● **What to work on**
Please take the lines from the one holding "Tag each instance of the sunlit" through the one holding "Tag each instance of the green leafy" in the data below and copy them exactly.

● **Data for processing**
------------------------------------------------------------------------

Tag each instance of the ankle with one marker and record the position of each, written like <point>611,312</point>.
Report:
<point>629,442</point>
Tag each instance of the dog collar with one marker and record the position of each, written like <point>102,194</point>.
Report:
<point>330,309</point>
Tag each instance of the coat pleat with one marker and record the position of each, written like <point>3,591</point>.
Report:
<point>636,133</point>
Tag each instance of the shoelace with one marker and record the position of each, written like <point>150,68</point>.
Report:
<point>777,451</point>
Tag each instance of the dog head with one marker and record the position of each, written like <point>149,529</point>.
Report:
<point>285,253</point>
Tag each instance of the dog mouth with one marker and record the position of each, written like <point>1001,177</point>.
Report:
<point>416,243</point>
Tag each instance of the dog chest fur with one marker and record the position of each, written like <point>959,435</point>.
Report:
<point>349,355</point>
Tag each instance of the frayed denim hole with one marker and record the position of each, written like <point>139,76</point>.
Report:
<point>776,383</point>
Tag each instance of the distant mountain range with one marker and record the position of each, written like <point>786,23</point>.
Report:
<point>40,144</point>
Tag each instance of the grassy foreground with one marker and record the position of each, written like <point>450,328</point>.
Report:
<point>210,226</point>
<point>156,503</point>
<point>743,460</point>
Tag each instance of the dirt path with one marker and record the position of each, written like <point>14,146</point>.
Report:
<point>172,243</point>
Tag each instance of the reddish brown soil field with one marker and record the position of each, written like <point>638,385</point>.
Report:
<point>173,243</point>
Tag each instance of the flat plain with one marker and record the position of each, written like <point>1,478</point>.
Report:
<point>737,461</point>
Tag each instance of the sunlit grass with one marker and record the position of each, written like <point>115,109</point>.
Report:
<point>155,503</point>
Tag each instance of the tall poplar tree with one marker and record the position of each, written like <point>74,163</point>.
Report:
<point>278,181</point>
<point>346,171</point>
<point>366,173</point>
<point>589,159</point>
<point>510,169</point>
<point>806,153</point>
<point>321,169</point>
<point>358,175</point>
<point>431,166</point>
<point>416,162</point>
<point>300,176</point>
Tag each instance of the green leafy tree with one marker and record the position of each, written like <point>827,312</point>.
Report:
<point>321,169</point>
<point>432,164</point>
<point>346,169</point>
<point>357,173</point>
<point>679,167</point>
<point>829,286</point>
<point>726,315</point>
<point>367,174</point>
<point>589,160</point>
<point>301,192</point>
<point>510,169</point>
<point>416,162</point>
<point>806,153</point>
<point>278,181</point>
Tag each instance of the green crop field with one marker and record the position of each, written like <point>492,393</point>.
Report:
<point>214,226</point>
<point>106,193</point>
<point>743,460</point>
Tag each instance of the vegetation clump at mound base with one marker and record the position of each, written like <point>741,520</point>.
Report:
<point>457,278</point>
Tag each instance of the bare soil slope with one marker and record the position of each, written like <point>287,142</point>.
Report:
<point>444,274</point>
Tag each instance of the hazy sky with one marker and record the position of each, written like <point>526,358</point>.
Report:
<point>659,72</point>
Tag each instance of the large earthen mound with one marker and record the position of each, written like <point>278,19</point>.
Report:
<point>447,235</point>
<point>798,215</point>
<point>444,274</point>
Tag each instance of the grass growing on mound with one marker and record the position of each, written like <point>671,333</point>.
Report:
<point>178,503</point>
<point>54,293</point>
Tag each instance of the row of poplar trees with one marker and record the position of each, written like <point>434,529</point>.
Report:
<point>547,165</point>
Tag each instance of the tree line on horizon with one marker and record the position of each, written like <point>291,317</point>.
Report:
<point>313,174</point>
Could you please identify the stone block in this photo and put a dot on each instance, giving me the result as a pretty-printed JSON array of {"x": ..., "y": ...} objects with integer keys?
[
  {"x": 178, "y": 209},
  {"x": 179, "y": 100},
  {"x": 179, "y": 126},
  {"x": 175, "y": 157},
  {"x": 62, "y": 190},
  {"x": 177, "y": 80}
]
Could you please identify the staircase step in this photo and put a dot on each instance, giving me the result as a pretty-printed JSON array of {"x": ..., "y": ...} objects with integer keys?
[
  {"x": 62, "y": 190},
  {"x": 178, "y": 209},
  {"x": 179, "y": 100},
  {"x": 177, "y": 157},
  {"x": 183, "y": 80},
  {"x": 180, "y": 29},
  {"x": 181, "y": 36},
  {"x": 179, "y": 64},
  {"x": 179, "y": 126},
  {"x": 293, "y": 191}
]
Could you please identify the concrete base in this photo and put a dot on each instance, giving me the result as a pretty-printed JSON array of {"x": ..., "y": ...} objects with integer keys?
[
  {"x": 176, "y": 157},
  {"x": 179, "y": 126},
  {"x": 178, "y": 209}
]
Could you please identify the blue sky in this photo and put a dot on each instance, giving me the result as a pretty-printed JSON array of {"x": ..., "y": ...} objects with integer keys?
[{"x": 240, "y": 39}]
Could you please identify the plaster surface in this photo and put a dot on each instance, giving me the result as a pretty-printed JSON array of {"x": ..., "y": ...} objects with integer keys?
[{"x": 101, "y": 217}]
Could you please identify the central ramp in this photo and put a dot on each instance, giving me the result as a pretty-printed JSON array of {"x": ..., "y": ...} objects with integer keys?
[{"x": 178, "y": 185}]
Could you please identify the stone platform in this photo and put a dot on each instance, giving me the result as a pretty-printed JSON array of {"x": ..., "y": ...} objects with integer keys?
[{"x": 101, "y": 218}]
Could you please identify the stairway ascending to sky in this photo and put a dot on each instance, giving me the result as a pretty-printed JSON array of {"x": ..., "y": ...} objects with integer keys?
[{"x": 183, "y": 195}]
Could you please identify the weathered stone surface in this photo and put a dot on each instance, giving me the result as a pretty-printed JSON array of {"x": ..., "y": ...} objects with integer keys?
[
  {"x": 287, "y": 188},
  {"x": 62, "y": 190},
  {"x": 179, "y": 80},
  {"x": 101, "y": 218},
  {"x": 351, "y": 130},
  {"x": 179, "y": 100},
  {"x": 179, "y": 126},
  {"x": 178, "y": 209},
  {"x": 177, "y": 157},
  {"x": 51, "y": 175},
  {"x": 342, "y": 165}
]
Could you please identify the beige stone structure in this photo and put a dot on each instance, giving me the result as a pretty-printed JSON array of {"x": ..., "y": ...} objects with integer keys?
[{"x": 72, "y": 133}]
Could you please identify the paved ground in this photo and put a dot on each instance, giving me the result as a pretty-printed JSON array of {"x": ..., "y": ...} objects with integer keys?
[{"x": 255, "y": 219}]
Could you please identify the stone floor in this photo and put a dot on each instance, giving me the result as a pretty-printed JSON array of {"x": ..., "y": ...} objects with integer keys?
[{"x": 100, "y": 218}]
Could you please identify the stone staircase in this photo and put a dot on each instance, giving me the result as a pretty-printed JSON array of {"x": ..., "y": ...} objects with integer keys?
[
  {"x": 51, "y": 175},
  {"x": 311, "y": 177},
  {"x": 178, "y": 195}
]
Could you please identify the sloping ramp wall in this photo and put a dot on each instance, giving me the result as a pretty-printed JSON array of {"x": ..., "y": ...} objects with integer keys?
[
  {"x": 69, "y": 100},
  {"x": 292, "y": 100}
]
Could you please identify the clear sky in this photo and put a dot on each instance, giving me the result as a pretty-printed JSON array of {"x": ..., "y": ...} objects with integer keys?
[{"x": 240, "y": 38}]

------------------------------------------------------------------------

● **Solution**
Tag each instance of the sunlit grass with one marker and record the position of each, written like <point>115,109</point>.
Report:
<point>155,503</point>
Tag each instance of the tall poplar tree with one marker and record the position of each, written like <point>74,163</point>.
Report:
<point>278,181</point>
<point>346,171</point>
<point>366,173</point>
<point>589,159</point>
<point>510,169</point>
<point>806,153</point>
<point>321,169</point>
<point>358,175</point>
<point>431,166</point>
<point>416,162</point>
<point>300,176</point>
Tag each instance of the green leafy tree with one marker and record the position of each, written like <point>827,312</point>.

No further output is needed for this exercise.